═════ Data extracts

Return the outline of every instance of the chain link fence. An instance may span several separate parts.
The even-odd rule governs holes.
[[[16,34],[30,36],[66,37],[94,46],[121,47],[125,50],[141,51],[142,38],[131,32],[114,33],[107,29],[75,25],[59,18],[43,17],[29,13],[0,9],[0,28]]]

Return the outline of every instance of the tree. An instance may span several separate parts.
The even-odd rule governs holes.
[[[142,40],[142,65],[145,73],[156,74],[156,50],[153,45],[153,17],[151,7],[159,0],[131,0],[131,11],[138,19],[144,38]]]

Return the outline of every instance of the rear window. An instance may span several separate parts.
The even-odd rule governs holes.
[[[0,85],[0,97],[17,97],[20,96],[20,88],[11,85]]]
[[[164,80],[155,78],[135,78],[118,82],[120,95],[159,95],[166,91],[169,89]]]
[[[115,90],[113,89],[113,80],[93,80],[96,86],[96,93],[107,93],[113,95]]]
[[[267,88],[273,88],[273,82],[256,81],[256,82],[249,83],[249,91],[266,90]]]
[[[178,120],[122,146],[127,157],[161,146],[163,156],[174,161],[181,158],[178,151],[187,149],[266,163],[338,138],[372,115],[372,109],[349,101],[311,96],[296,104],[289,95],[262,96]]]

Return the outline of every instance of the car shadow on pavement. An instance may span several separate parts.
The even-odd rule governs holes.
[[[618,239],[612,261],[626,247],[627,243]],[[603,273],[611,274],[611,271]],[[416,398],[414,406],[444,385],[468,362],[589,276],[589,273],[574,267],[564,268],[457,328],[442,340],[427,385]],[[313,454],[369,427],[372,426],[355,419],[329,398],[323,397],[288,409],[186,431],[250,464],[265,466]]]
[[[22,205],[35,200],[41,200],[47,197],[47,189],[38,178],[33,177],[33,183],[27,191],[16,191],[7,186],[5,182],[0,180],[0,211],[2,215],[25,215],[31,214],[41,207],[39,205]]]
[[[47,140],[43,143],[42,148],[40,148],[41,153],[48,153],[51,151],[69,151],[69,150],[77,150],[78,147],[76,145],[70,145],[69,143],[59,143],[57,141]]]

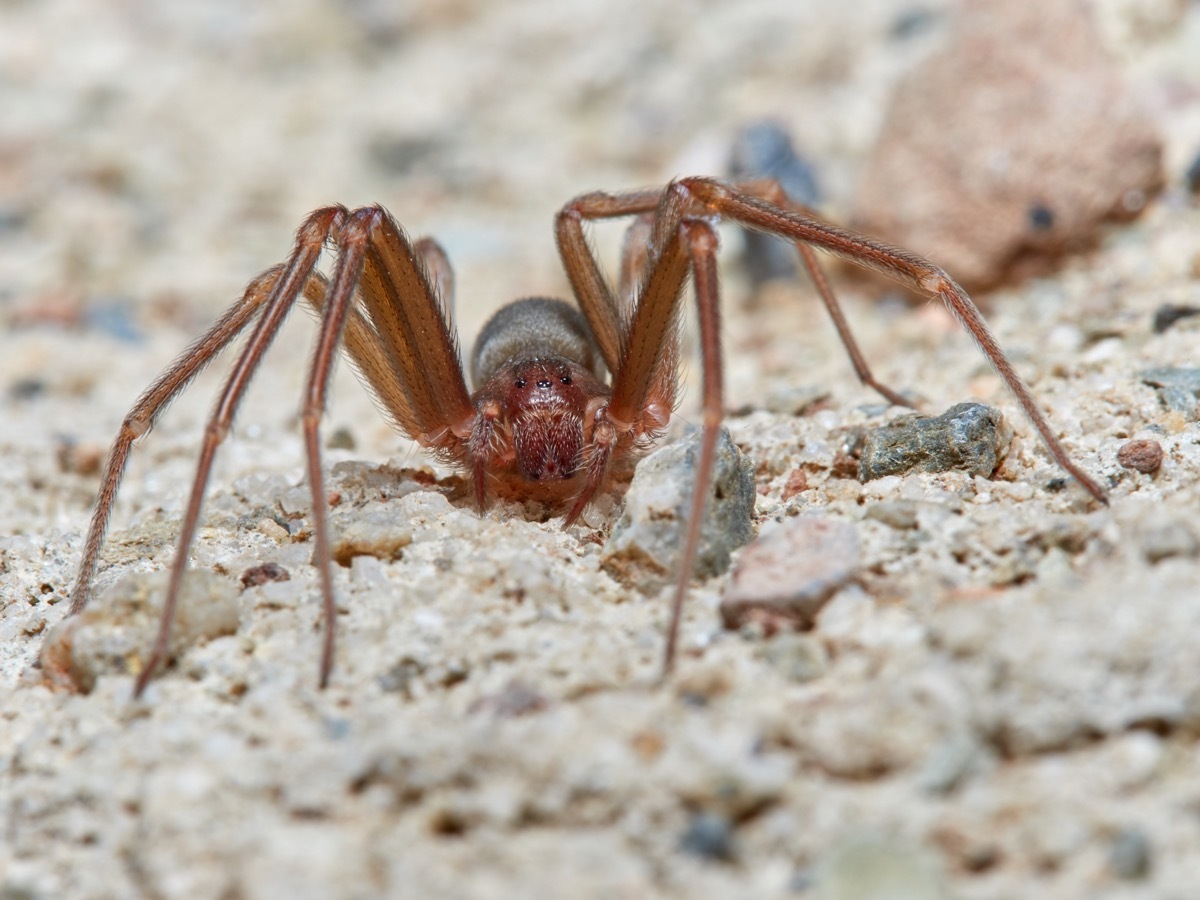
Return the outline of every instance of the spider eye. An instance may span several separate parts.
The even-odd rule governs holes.
[[[524,378],[518,378],[518,379],[517,379],[517,388],[519,389],[519,388],[523,388],[523,387],[525,387],[525,379],[524,379]]]
[[[571,376],[570,376],[570,375],[564,375],[564,376],[562,377],[562,379],[561,379],[561,380],[562,380],[562,383],[563,383],[563,384],[570,384],[570,383],[571,383]]]

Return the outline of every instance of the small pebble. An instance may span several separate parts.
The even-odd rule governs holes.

══════════

■ **Exercise directions**
At the first line of the material above, start reproducing each line exactly, and end with the line that holds "Return the outline of every instance of the car", adding nothing.

■ **Task result**
Return the outline of every instance of the chain link fence. An instance may span several separate parts.
The even-odd rule governs holes.
[[[16,34],[30,36],[66,37],[94,46],[121,47],[125,50],[141,51],[142,38],[131,32],[114,33],[107,29],[75,25],[59,18],[43,17],[29,13],[0,9],[0,28]]]

Return the outline of every instance of the tree. An instance may span several separate parts.
The even-odd rule governs holes.
[[[142,40],[142,65],[145,73],[156,74],[156,50],[153,45],[153,17],[151,7],[159,0],[131,0],[131,11],[138,19],[144,38]]]

Return the outline of every instance of the rear window. An instance may span several separate parts.
The even-odd rule governs holes.
[[[0,85],[0,97],[17,97],[20,96],[20,88],[11,85]]]
[[[164,80],[155,78],[135,78],[118,82],[120,95],[159,95],[166,91],[169,89]]]
[[[115,90],[113,89],[113,80],[93,80],[96,86],[96,93],[107,93],[113,95]]]
[[[267,88],[273,88],[273,82],[256,81],[256,82],[249,83],[249,91],[266,90]]]
[[[178,120],[122,146],[127,157],[161,146],[163,156],[174,161],[181,158],[178,151],[187,149],[266,163],[338,138],[372,115],[372,109],[349,101],[311,96],[296,104],[289,95],[262,96]]]

Return the outline of every instance of the car shadow on pavement. An instance may span several separate parts.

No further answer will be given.